Given instruction: Rewrite the records below, replacing "drop a dot" with "place a marker" wherever it occurs and leaving every other character unchanged.

The input:
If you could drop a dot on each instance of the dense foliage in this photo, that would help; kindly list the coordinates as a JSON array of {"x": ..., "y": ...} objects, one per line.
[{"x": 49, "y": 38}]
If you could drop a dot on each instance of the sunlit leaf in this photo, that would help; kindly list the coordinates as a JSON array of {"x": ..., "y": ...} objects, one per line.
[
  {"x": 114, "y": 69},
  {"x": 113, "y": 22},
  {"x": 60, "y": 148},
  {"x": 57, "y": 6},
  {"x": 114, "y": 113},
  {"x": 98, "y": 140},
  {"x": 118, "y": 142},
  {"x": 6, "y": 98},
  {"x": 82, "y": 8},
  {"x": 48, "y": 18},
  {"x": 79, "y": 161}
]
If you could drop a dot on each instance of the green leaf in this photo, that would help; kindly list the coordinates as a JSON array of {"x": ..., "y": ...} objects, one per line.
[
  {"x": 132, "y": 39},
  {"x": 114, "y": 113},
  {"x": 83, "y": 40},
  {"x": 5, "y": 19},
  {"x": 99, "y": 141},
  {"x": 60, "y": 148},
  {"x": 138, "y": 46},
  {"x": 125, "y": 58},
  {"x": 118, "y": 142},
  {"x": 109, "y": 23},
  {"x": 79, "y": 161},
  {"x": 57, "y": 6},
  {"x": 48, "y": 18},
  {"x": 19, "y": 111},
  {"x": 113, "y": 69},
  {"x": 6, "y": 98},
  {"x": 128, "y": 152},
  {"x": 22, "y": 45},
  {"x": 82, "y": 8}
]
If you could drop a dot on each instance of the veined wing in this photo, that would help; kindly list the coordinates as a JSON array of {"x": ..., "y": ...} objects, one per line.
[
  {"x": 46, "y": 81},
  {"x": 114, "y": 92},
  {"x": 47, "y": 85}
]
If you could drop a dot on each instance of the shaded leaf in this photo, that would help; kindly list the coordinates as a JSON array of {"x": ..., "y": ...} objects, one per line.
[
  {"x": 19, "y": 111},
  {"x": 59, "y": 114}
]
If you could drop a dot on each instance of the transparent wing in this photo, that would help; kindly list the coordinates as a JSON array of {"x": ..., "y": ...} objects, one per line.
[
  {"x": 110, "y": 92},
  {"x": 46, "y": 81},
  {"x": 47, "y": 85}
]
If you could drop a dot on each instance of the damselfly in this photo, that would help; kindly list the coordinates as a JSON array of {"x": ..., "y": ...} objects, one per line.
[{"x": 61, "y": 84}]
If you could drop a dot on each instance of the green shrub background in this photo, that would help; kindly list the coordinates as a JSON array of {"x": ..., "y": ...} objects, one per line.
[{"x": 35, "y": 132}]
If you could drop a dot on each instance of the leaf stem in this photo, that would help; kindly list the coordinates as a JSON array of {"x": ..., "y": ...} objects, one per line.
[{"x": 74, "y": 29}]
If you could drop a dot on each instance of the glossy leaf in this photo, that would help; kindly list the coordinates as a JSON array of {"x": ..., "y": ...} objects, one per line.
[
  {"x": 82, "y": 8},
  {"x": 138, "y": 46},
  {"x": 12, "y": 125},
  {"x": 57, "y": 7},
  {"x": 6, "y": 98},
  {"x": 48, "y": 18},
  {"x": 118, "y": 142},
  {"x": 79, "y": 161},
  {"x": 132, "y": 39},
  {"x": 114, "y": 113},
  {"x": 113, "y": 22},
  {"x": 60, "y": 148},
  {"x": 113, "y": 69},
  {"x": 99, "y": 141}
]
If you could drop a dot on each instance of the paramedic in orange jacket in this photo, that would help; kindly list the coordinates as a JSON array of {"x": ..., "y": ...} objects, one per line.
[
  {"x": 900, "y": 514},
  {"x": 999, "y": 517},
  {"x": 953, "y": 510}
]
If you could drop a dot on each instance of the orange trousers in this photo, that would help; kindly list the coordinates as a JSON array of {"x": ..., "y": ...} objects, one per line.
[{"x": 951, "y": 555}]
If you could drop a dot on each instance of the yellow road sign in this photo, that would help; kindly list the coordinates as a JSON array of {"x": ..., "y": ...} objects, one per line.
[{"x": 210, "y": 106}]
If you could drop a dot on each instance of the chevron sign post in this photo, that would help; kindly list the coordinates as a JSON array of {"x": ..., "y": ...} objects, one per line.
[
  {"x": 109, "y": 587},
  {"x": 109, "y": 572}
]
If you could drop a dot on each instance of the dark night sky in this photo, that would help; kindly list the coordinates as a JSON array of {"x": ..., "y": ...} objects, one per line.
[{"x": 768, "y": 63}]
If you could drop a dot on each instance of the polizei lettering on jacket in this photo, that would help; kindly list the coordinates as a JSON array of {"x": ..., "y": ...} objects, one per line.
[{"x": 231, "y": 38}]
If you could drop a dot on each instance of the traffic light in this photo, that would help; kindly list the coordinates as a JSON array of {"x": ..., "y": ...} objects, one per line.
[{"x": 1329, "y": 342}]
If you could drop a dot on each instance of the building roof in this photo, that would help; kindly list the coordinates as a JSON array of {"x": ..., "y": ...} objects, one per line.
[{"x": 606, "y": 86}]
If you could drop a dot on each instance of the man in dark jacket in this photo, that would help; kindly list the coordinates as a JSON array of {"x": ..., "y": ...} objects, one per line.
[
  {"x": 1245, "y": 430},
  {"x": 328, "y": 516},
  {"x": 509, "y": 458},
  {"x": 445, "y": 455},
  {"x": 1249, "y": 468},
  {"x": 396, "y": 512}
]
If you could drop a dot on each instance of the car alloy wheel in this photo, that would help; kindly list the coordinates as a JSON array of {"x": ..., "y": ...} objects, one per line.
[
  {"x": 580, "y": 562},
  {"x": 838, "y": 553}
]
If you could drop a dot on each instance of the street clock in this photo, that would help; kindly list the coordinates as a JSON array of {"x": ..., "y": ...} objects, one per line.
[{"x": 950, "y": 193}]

Finished task:
If you could place a marker on each instance of the dense foliage in this photo, that would help; kindly list the coordinates as a JSON array of {"x": ..., "y": ...} objects, one per line.
[{"x": 49, "y": 38}]
If you could place a marker on each instance of the sunlit leaf in this photo, that would help; kindly list the coordinates as a JSON array of {"x": ..., "y": ...} objects, one per line.
[
  {"x": 114, "y": 69},
  {"x": 113, "y": 22},
  {"x": 60, "y": 148},
  {"x": 57, "y": 6},
  {"x": 114, "y": 113},
  {"x": 98, "y": 140},
  {"x": 118, "y": 142},
  {"x": 6, "y": 98},
  {"x": 82, "y": 8},
  {"x": 48, "y": 18},
  {"x": 79, "y": 161}
]
If you could place a marker on each instance of the green leaf in this photo, that would help; kindly list the coordinates as a JSON array of {"x": ..., "y": ...} objects, one per line.
[
  {"x": 132, "y": 39},
  {"x": 114, "y": 113},
  {"x": 83, "y": 40},
  {"x": 5, "y": 19},
  {"x": 99, "y": 141},
  {"x": 60, "y": 148},
  {"x": 138, "y": 46},
  {"x": 125, "y": 58},
  {"x": 118, "y": 142},
  {"x": 109, "y": 23},
  {"x": 79, "y": 161},
  {"x": 57, "y": 6},
  {"x": 48, "y": 18},
  {"x": 19, "y": 111},
  {"x": 113, "y": 69},
  {"x": 6, "y": 98},
  {"x": 128, "y": 152},
  {"x": 22, "y": 45},
  {"x": 82, "y": 8}
]
If you could place a marker on each instance of the veined wing in this photo, that would help; kindly list the coordinates as a JSON array of {"x": ..., "y": ...} objects, one per line.
[
  {"x": 46, "y": 81},
  {"x": 114, "y": 92},
  {"x": 47, "y": 85}
]
If you could place a marker on each instance of the shaded leaf in this photo, that would help; kindly list the coordinates as a JSON array of {"x": ..., "y": ...} objects, one per line.
[
  {"x": 19, "y": 111},
  {"x": 59, "y": 114}
]
If you could place a marker on each instance of the transparent wing in this photo, that would help; kindly list the coordinates as a JSON array of {"x": ..., "y": ...} objects, one per line.
[
  {"x": 110, "y": 92},
  {"x": 46, "y": 81},
  {"x": 47, "y": 85}
]
If you could place a marker on each instance of the damselfly in this photo, that would help; kindly list the coordinates as a JSON array of {"x": ..., "y": ...} objects, one per line.
[{"x": 61, "y": 84}]
If you could place a marker on each instance of the green shrub background in this photo, that would help; kindly list the coordinates as a JSON array of {"x": ..., "y": ...} objects, one per line.
[{"x": 35, "y": 132}]
If you could place a marker on each instance of the leaf stem in this photo, that would help; kindly list the coordinates as a JSON array of {"x": ..., "y": ...} objects, one per line.
[{"x": 74, "y": 29}]
If you could place a marker on each instance of the glossy leaf in this photo, that would help; kindly list the coordinates as a JSON array of {"x": ..., "y": ...} objects, one per line.
[
  {"x": 82, "y": 8},
  {"x": 138, "y": 46},
  {"x": 12, "y": 125},
  {"x": 57, "y": 7},
  {"x": 6, "y": 98},
  {"x": 48, "y": 18},
  {"x": 118, "y": 142},
  {"x": 79, "y": 161},
  {"x": 132, "y": 39},
  {"x": 114, "y": 113},
  {"x": 113, "y": 22},
  {"x": 60, "y": 148},
  {"x": 113, "y": 69},
  {"x": 99, "y": 141}
]
If you could place a marker on each instance of the paramedic in orange jacket in this photo, that would help; kindly list the coordinates as a JSON array of {"x": ..., "y": ...} objects, one per line.
[
  {"x": 900, "y": 514},
  {"x": 999, "y": 517},
  {"x": 953, "y": 510}
]
If you could place a marker on each instance of the orange trousers in this photo, that would help; kindly list the coordinates as a JSON array of {"x": ..., "y": ...} objects, one per line.
[{"x": 951, "y": 555}]
If you could place a marker on each instance of the yellow road sign in this photo, that would help; kindly list the coordinates as a JSON array of {"x": ..., "y": ...} objects, one per line.
[{"x": 210, "y": 106}]
If you could place a marker on each instance of the chevron sign post in this photo, that would help; kindly list the coordinates as a JSON array of {"x": ..., "y": ...} objects, one per line.
[
  {"x": 109, "y": 587},
  {"x": 109, "y": 572}
]
If you could place a marker on each instance of the dark night sky in this photo, that would help; kindly list the coordinates as a JSON array of {"x": ..., "y": ...} objects, one per line.
[{"x": 768, "y": 63}]
If you could place a marker on each instance of the polizei lettering on jacket in this photo, that would help; kindly list the coordinates as a JSON array of {"x": ..., "y": ...} objects, one per line.
[{"x": 231, "y": 38}]
If you could place a marker on each instance of the traffic light in this photo, that would help; kindly list the coordinates as a JSON array of {"x": ..., "y": ...} objects, one per line.
[{"x": 1329, "y": 342}]
If you could place a marker on each instance of the building roof in this photo, that would help; kindly list the coordinates as a JSON array of {"x": ..., "y": ...} objects, one per line.
[{"x": 606, "y": 86}]
If you could place a marker on each instance of the man in dark jacket in this photo, that would help; kindly list the coordinates as a JSON array of {"x": ..., "y": ...} objects, one per line.
[
  {"x": 1245, "y": 430},
  {"x": 328, "y": 516},
  {"x": 509, "y": 458},
  {"x": 445, "y": 455},
  {"x": 1249, "y": 468},
  {"x": 396, "y": 512}
]
If you could place a marker on each instance of the car alloy wheel in this photo, that would help; kindly list the coordinates as a JSON array of {"x": ..., "y": ...} objects, one per line.
[
  {"x": 580, "y": 562},
  {"x": 838, "y": 553}
]
If you could place a marker on each instance of the street clock in this photo, that would help; kindly list the coordinates as a JSON array of {"x": ..., "y": ...} objects, one per line.
[{"x": 950, "y": 193}]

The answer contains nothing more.